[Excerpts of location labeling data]

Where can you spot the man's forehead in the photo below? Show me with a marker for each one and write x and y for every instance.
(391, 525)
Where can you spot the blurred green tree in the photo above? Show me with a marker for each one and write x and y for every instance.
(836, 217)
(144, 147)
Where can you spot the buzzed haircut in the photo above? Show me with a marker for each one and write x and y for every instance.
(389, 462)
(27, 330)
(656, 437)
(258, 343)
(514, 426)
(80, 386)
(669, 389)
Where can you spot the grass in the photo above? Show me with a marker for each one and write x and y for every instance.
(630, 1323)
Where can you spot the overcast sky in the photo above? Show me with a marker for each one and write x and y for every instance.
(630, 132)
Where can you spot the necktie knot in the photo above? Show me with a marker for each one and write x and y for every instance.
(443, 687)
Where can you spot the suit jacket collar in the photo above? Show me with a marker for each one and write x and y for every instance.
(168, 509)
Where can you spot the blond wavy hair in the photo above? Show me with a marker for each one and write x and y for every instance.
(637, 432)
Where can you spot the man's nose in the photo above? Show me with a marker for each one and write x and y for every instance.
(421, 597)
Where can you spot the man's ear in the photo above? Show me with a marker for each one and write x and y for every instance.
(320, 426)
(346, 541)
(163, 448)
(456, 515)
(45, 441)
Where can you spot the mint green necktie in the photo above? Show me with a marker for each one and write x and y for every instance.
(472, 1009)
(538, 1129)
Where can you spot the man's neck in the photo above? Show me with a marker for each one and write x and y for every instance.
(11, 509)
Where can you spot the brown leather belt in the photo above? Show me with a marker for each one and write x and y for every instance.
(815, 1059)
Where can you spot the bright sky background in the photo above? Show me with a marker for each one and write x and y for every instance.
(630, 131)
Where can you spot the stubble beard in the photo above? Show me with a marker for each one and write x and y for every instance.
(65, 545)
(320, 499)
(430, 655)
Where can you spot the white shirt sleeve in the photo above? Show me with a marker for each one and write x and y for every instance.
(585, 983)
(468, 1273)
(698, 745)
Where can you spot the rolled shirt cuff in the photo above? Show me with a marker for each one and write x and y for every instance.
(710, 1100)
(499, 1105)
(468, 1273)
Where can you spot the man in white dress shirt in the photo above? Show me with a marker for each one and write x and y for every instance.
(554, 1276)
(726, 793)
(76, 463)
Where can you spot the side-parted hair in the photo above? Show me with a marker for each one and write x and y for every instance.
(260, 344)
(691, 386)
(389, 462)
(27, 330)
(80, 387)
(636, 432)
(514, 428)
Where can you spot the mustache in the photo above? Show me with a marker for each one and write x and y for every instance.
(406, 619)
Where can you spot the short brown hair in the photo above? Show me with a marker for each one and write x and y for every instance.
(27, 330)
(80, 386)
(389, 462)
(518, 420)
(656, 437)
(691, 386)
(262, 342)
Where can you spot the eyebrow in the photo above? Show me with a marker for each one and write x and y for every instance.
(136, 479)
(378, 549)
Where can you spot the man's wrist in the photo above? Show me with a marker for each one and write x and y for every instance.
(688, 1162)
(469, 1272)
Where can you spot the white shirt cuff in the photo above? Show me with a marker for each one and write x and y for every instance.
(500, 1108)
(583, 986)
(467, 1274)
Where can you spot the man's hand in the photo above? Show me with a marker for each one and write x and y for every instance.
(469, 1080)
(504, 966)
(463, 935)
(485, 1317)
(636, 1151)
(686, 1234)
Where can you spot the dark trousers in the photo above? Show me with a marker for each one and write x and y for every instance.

[Problem] Recast every line of the listing above as a numbered list, omitting any blank lines.

[Task response]
1. Where can you spot the man's forehead in the photo below? Show me with a marker for each one and write x and y for every instance.
2. (391, 525)
3. Where can you spot the blurred green tree in the photo above? Show me with a marker for each one and write x and y for every instance.
4. (836, 217)
5. (144, 147)
6. Where can you spot the buzzed haircut in the photo above? Show me with a marker for each one and write x and y for every instance.
7. (389, 462)
8. (27, 330)
9. (656, 437)
10. (258, 343)
11. (514, 426)
12. (80, 386)
13. (669, 389)
14. Where can you spot the grass in the photo above? Show me with a marker for each one and write x and y for every instance.
15. (630, 1323)
16. Where can you spot the overcast sky in the photo above? Show me with a marker for each one and write x and y for every instance.
17. (630, 132)
18. Where can you spot the necktie knot in the photo above? Show me with a marker for each one and write x and y for every instance.
19. (443, 687)
20. Where can you spot the suit jacket collar in the photo above? Show me with a marker for each one and write x and y for every instance.
21. (168, 509)
22. Where can you spot the blond wavy hair in the photo above? Show me with a marker for each one and write x and y for every instance.
23. (637, 432)
24. Where can you spot the man's nose in the photo above? Show me with a marker for each one and write x and y for every instance.
25. (421, 597)
26. Where can you spot the man's ear in the photo above? Show me with a marker for each one and write x and y for every instance.
27. (320, 426)
28. (346, 541)
29. (163, 448)
30. (456, 515)
31. (45, 441)
32. Where can you spot the mint green necktie in the photo above? Show me with a marker for each one and write x and y for every instance.
33. (472, 1009)
34. (538, 1129)
35. Where can you spot the man's neck in the photo above? Show me with a marker for each one and write x and y for every instance.
36. (11, 509)
37. Where can you spot the brown leather belt in the photo above? Show me with a marker for each one and write x and y for every instance.
38. (815, 1059)
39. Where can you spot the bright sky background in the photo above? Show me with a marker for each one and write x and y for every instance.
40. (630, 131)
41. Where can you spot the stubble beard in the photo above? Show me with a marker for each one and write x and y for every instance.
42. (65, 545)
43. (320, 499)
44. (430, 655)
45. Where can you spot the white shirt sleeve in the photo above? Show me with a marker for each one and write x and y for every instance.
46. (585, 983)
47. (468, 1273)
48. (698, 745)
49. Where can you spot the rolled shirt cuff in the photo above? Show me with a marker for each one and write x and y for every instance.
50. (710, 1100)
51. (499, 1105)
52. (468, 1273)
53. Where can you spot the man in white dress shirt in the photo above? Show me with a marker for each one and write x and y for every instance.
54. (554, 1276)
55. (726, 793)
56. (76, 463)
57. Where can you spot the side-parted hair in the photo above? Show me with a marker for each one and write x and y for every instance.
58. (260, 344)
59. (691, 386)
60. (389, 462)
61. (27, 330)
62. (80, 387)
63. (636, 432)
64. (514, 428)
65. Where can you spot the mustache in the photo above? Show me with a marker for each one and write x and y for every instance.
66. (406, 619)
67. Where can you spot the short brown hair in the photo above? Show me with a marker for each one and write x and y for every instance.
68. (27, 330)
69. (80, 386)
70. (389, 462)
71. (518, 420)
72. (656, 437)
73. (691, 386)
74. (262, 342)
75. Where can you spot the eyebrow in the photo above? Show me with a marker for each one and write x and y for every instance.
76. (136, 479)
77. (378, 549)
78. Where can you spot the man's wrist in the photo above? Show me with a marker for each one and write x and y for every instance.
79. (688, 1162)
80. (469, 1272)
81. Where can you spot the white shirt cuff in the photo above? Show me with a marker for each one and write x and y for every instance.
82. (500, 1108)
83. (583, 986)
84. (467, 1274)
85. Where can you spot the man's hand in the photo above? Show me with a marker for each one and write x and y for every instance.
86. (469, 1080)
87. (504, 966)
88. (463, 935)
89. (485, 1317)
90. (636, 1151)
91. (686, 1234)
92. Where can you spot the dark trousers in the photo above? Show me with a marker for each one and write x and y for every instance.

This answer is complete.